Excerpts from a point labeling dataset:
########################################

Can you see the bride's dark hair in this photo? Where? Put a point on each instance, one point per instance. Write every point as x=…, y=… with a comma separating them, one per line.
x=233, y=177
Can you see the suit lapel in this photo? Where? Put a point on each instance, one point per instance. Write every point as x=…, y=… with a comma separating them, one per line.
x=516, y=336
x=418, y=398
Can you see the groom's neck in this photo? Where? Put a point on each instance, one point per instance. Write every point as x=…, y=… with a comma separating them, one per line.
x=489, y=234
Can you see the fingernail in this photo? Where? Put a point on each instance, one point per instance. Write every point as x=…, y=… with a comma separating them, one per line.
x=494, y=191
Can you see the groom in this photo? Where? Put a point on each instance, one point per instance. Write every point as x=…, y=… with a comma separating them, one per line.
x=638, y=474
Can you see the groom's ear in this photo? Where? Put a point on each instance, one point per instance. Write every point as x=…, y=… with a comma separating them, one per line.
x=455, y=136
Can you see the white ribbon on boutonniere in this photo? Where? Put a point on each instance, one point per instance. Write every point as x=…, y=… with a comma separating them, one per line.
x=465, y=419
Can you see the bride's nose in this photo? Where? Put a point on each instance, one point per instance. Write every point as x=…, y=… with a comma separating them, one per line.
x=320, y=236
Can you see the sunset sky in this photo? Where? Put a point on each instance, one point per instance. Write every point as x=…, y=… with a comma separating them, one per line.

########################################

- **EXERCISE DIRECTIONS**
Format the lines above as a numbered list, omitting any blank lines.

- **COMPLETED TASK**
1. Can you see the bride's dark hair in this photo? Where? Put a point on each instance, one point per instance. Write every point as x=…, y=… with a comma separating them, one per line.
2. x=233, y=177
3. Can you see the suit lapel in this photo? Where? Put a point on each instance, one point per instance. Write every point as x=…, y=… with a comma separating them, one per line.
4. x=516, y=336
5. x=418, y=398
6. Can you see the groom's neck in this photo? Where? Put a point on each instance, one point per instance. Write every point as x=…, y=… with a comma separating them, one per line.
7. x=489, y=234
8. Can you see the fingernail in this photo? Where? Put a point on each instance, one point per instance. Write every point as x=…, y=… with a comma separating them, one per line.
9. x=494, y=191
10. Can you see the groom in this photo? Where? Put a point on each instance, one point per instance. Write every point as x=…, y=… with a comma separating them, one per line.
11. x=638, y=474
12. Can you see the groom's ear in this photo? Where? Put a point on each instance, one point per instance. Write every point as x=…, y=… with a comma separating them, one per line.
13. x=455, y=136
14. Can you see the white ribbon on boutonniere in this photo? Where? Put a point on each instance, one point per instance. Write every point as x=…, y=… with a comma separating them, one per line.
15. x=465, y=419
16. Can you see the bride's nose in this photo? Where? Put a point on each instance, one point per instance. Write every point as x=…, y=… with a comma separating them, one per line.
17. x=320, y=236
18. Can you see the sunset sky in this photo? Where? Put a point on each instance, one point per instance. Write every point as x=…, y=… with a comma separating them, one per line.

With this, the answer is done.